Given task: Please echo each of the following items line for line, without changing anything.

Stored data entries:
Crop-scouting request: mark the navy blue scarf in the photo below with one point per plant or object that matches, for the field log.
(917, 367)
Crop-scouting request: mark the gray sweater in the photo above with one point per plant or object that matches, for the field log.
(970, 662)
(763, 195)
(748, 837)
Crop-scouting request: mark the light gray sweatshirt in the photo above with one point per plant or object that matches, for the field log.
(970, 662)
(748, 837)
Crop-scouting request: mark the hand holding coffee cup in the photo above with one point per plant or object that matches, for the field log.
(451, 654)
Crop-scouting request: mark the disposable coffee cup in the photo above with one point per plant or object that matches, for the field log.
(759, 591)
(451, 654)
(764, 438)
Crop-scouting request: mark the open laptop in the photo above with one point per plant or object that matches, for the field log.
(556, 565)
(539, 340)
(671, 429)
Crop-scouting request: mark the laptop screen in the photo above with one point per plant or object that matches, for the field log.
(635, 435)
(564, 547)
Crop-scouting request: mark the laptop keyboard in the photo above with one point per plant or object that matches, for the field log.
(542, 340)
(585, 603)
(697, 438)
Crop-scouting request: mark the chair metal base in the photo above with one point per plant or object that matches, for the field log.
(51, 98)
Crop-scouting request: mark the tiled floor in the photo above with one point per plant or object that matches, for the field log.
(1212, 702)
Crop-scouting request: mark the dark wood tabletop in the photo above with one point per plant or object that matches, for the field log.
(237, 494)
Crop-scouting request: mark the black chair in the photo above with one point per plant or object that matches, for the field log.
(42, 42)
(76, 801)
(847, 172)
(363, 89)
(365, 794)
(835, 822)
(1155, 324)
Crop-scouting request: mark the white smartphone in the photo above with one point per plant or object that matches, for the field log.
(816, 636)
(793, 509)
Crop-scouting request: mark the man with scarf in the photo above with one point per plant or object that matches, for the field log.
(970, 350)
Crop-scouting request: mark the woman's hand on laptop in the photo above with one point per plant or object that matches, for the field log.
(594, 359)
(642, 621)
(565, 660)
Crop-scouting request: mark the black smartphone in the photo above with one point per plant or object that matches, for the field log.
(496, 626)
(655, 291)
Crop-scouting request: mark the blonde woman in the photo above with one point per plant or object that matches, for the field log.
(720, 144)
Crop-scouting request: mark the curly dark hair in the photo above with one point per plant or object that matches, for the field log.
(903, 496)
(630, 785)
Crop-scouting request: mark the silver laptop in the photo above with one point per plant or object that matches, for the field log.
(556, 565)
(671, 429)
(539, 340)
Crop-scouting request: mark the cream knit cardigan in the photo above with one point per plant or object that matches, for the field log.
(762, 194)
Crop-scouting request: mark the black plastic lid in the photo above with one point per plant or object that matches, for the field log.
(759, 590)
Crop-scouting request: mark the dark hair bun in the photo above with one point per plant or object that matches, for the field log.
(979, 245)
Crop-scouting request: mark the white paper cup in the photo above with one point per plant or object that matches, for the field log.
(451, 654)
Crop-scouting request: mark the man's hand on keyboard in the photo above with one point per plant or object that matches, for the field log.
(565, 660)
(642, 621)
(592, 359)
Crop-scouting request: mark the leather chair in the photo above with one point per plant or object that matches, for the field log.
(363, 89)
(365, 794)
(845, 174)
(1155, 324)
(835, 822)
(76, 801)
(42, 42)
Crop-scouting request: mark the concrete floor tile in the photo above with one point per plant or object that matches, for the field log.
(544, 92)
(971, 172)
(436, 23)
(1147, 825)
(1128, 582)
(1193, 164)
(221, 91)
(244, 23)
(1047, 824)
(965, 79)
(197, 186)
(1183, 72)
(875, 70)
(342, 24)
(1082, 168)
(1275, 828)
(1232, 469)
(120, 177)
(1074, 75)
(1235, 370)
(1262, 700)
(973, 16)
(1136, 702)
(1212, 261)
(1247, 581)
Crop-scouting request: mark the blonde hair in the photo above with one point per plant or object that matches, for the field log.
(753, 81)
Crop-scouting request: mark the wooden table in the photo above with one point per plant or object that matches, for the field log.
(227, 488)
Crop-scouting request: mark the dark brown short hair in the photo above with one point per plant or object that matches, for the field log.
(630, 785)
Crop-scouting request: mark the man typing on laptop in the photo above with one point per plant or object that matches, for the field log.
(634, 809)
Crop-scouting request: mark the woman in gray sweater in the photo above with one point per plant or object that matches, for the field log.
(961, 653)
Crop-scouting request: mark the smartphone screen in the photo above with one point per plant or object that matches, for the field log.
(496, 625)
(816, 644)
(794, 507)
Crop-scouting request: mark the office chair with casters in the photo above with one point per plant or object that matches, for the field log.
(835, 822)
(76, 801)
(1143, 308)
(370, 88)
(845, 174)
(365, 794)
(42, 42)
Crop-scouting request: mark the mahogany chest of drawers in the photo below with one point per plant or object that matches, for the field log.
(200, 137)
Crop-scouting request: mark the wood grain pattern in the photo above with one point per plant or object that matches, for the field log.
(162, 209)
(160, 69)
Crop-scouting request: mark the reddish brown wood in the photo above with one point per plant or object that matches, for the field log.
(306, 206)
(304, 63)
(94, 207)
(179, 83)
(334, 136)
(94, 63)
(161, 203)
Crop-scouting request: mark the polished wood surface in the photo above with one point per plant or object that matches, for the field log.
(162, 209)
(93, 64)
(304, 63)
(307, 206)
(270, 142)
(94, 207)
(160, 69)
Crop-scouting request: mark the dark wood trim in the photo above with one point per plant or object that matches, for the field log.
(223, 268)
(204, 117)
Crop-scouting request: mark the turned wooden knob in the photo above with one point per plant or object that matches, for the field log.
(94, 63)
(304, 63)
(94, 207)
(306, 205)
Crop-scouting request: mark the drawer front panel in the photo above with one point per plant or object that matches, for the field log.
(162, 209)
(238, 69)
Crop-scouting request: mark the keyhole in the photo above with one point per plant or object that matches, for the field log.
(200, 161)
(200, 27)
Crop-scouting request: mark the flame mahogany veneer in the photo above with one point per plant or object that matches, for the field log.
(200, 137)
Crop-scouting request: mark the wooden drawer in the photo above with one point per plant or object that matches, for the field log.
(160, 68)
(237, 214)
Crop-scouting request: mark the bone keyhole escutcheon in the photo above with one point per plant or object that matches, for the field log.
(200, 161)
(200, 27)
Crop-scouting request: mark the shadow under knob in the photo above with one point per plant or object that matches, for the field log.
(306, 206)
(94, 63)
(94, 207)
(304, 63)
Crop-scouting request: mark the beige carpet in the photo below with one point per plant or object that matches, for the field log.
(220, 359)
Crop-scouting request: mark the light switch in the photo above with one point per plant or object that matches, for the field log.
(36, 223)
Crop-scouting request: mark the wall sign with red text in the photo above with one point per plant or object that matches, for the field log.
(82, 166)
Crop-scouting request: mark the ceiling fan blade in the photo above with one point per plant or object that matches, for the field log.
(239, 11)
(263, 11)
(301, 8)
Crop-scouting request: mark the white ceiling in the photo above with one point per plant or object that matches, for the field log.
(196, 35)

Solution below:
Crop-scouting request: mark the navy blue scarf in the photo below with one point per plant or object that matches, for the field log.
(917, 367)
Crop-scouting request: mark the gray sweater in the photo above with one point per plant or object that matches, for the field log.
(970, 662)
(763, 195)
(748, 837)
Crop-scouting request: mark the light gray sweatshirt in the photo above with one point per plant or object that matches, for the field log.
(970, 662)
(748, 837)
Crop-scouting request: mark the hand holding coffee cup in the photo above with one point per plant or object that matches, for the field log.
(451, 654)
Crop-scouting request: mark the disposable coffee cup in the photo above with one point per plant or object that matches, for the field log.
(759, 591)
(451, 654)
(764, 438)
Crop-scouting request: mark the open laptop in the photo above with one point per plant or object that matches, for the field log.
(556, 565)
(539, 340)
(671, 429)
Crop-scouting request: mark the laptop screen in the photo above with one point per plant or object that matches, for the field log.
(635, 435)
(564, 547)
Crop-scouting request: mark the laptop keyboard in the photo above with one point per plant or object that matches, for the field log.
(542, 340)
(585, 603)
(697, 438)
Crop-scouting request: mark the chair metal base in the photo above with one point per plant or object that matches, for the field log.
(51, 98)
Crop-scouting request: mark the tiled floor in the photo above with one point per plant or object that matches, for the field log.
(1212, 702)
Crop-scouting request: mark the dark wood tabletop in the photo above with one point per plant or object that matches, for the field log.
(237, 494)
Crop-scouting request: mark the black chair in the photo above with one point per plant or object that matches, for the field log.
(42, 42)
(76, 801)
(847, 172)
(363, 89)
(365, 794)
(835, 822)
(1155, 324)
Crop-scouting request: mark the white smartphone in the photo above with one point per plant or object that matches, for the field log.
(816, 636)
(793, 509)
Crop-scouting request: mark the man with scarf in the photo above with one point per plant or object that matches, for the field log.
(970, 350)
Crop-scouting request: mark the woman's hand on laptop in the photo above with one point per plant or object that matches, for the field log.
(594, 359)
(642, 621)
(565, 660)
Crop-scouting request: mark the black smartphone in the photo above with one point per plant or object that matches, for the field log.
(496, 626)
(655, 291)
Crop-scouting request: mark the blonde woman in the photo above with one point per plant or object that matches, for the field log.
(720, 144)
Crop-scouting request: mark the curly dark hair in the photo above with one point per plant or object that matches, for the field log.
(903, 496)
(630, 785)
Crop-scouting request: mark the silver laptop in the photo above with one point per plant or object that matches, for the field log.
(556, 565)
(671, 429)
(539, 340)
Crop-scouting request: mark the cream knit cardigan in the photo above with one point per plant or object that matches, for the field log.
(762, 194)
Crop-scouting request: mark the black plastic lid in the photo above with one point per plant or object that matches, for the field log.
(759, 590)
Crop-scouting request: mark the dark hair bun in the photo above with one point per plant or object that matches, for the field log.
(979, 245)
Crop-scouting request: mark the white paper cup in the photo above with one point per plant or object that matches, for the field log.
(451, 654)
Crop-scouting request: mark the man's hand on keyboard in the photo above with one point per plant or object that matches, for the field log.
(565, 660)
(642, 621)
(592, 359)
Crop-scouting request: mark the leather chair in the photo above with one point per plant or object that matches, for the field log.
(363, 89)
(365, 794)
(845, 174)
(1155, 324)
(835, 822)
(76, 801)
(42, 42)
Crop-scouting request: mark the concrete floor tile in the photo above with one point per plant or object that matches, for the field log.
(544, 92)
(971, 172)
(436, 23)
(1147, 825)
(1128, 582)
(1193, 164)
(221, 91)
(244, 23)
(1047, 824)
(965, 79)
(197, 186)
(1183, 72)
(875, 70)
(342, 24)
(1082, 168)
(1275, 828)
(1232, 469)
(120, 177)
(1074, 75)
(1235, 370)
(1262, 700)
(973, 16)
(1136, 702)
(1212, 261)
(1247, 581)
Crop-scouting request: mark the blonde hair in the photo above with one point per plant or object that matches, for the field log.
(753, 81)
Crop-scouting request: mark the wooden table in the photo above with one point per plant or object that matches, for the field log.
(227, 488)
Crop-scouting request: mark the dark brown short hair in the photo above with one point per plant or object that matches, for the field log.
(630, 785)
Crop-scouting request: mark the man typing on laptop in the photo above with one point per plant or object that matches, for the field log.
(634, 809)
Crop-scouting request: mark the woman in gray sweater in the photo above with one point per plant or object that matches, for the field log.
(961, 653)
Crop-scouting request: mark the smartphone screen in the photo above with one point per plant or object that matches, for the field log.
(496, 625)
(816, 644)
(794, 507)
Crop-scouting request: mark the office chair with casters in the photo above with one point per plant or object that matches, for the field log.
(835, 822)
(76, 801)
(1143, 308)
(370, 88)
(845, 174)
(365, 794)
(42, 42)
Crop-scouting request: mark the mahogany chest of drawers in the photo below with one point per plant or object that matches, for the field log.
(200, 137)
Crop-scouting request: mark the wood grain pattern in the photo above with one point per plant or object that matches, for the field log.
(162, 209)
(160, 69)
Crop-scouting request: mark the reddish brown wood in the photo above with one point per plant or object that matches, for the field log.
(306, 206)
(304, 63)
(94, 207)
(179, 83)
(334, 136)
(94, 63)
(161, 203)
Crop-scouting request: mark the polished wood surface in the photo above with one point per plant or object that matches, for the field log.
(162, 209)
(93, 64)
(304, 63)
(307, 206)
(270, 142)
(94, 207)
(160, 69)
Crop-scouting request: mark the dark wood trim in the photo above with one point per plant or object that matches, for the field log.
(223, 268)
(204, 117)
Crop-scouting request: mark the turned wooden knob in the photo above with one point per plant or object that matches, for the field log.
(94, 63)
(304, 63)
(94, 207)
(306, 205)
Crop-scouting request: mark the drawer front panel in the photo above with one point per plant or object that matches, for the field log.
(162, 209)
(238, 69)
Crop-scouting request: mark the keyhole in the photo above with one point per plant or object that matches, for the field log.
(200, 161)
(200, 27)
Crop-scouting request: mark the flame mahogany veneer in the photo above with one point per plant or object that matches, for the field log.
(200, 137)
Crop-scouting request: mark the wooden drawer in the photo above with one point per plant or object that matches, for the field log.
(160, 68)
(237, 214)
Crop-scouting request: mark the bone keyhole escutcheon in the photo above with one point per plant or object that matches, for the field log.
(200, 161)
(200, 27)
Crop-scouting request: mark the shadow under knob in the photo above with one point per plant or object that matches, for the field log.
(306, 206)
(94, 63)
(94, 207)
(304, 63)
Crop-scouting request: mark the beige carpet in the photo below with one point per plant or object that matches, for the field log.
(220, 359)
Crop-scouting request: mark the light switch in the photo above with one point per plant or object that matches, for the field log.
(36, 223)
Crop-scouting request: mark the wall sign with red text in the photo above with one point per plant or object that matches, for the field log.
(82, 166)
Crop-scouting request: mark the ceiling fan blade in the photo above with one point per plant or object that matches, for the field log.
(239, 11)
(263, 11)
(301, 8)
Crop-scouting request: mark the white ceiling in the photo above with one point per plant or object that matches, for the field log.
(196, 35)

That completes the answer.